Exercise inputs —
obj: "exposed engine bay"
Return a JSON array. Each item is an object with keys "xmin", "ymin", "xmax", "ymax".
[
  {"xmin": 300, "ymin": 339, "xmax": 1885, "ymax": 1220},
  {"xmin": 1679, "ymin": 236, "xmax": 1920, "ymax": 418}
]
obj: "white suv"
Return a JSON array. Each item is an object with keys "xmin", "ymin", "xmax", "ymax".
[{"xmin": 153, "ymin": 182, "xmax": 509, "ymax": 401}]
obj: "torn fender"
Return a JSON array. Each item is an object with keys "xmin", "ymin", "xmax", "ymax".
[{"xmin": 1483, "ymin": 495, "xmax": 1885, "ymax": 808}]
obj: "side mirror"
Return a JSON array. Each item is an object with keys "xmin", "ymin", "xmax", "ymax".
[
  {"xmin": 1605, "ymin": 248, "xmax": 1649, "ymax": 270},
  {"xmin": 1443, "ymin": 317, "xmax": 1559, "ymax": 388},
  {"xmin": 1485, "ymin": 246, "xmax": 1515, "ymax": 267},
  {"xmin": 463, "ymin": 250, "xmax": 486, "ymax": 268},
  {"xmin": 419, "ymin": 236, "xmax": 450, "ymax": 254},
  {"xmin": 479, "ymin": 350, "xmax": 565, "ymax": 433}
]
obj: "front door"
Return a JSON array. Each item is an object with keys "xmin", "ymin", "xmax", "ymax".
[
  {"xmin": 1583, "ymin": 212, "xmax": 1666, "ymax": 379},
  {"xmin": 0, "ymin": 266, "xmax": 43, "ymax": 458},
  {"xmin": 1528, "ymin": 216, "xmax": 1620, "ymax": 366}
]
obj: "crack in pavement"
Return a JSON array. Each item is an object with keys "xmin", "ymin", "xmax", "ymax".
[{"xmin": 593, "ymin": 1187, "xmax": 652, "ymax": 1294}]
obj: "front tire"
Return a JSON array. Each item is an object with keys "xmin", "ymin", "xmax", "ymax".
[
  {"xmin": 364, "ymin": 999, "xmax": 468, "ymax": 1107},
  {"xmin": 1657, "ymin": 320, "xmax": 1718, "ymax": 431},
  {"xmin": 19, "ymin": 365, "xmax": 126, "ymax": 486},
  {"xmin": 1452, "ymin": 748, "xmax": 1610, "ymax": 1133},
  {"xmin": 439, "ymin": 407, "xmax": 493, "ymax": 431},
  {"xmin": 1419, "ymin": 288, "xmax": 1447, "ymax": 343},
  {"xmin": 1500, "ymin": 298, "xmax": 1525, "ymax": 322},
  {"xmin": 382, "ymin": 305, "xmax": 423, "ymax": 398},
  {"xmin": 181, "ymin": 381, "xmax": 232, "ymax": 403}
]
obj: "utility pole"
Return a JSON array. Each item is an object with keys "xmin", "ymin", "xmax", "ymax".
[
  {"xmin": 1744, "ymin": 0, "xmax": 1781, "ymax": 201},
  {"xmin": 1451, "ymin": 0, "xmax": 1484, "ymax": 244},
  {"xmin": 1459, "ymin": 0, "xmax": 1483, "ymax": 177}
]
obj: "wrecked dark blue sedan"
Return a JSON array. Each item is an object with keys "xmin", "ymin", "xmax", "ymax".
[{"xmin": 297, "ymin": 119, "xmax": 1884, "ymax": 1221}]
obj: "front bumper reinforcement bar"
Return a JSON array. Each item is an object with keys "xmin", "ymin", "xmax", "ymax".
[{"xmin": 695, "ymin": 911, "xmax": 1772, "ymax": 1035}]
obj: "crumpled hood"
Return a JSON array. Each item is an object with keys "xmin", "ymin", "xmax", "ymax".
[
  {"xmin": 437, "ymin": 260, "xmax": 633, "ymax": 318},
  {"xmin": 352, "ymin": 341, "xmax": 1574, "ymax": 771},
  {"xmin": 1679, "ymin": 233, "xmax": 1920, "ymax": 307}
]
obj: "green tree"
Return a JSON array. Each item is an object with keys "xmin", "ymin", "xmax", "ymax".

Directions — Check the records above line by line and tally those holding the string "front". Answer with the number only.

Exercise result — 3